## Required work:
Return every line of the following records verbatim, with the pictures omitted.
====== Supplied material
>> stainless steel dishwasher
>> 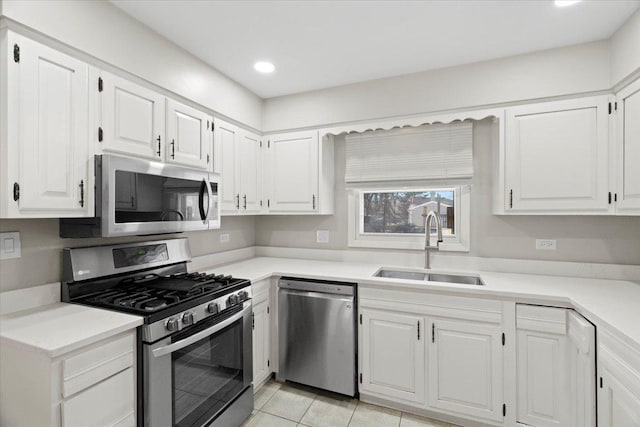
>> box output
[277,277,357,396]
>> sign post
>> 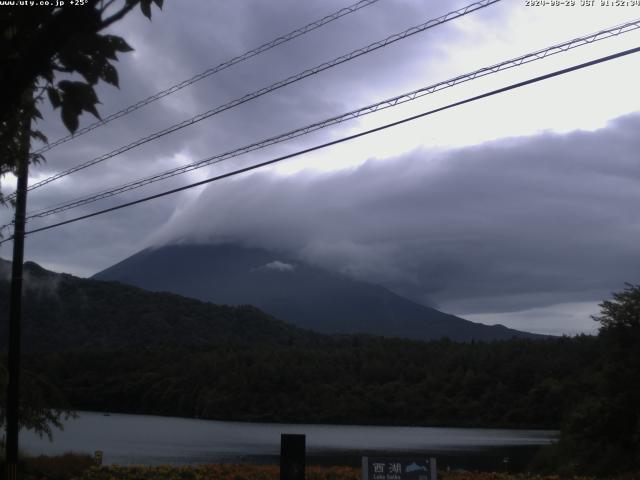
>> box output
============
## Task response:
>> stainless steel dishwasher
>> 
>> box output
[277,277,357,396]
>> sign post
>> 
>> box output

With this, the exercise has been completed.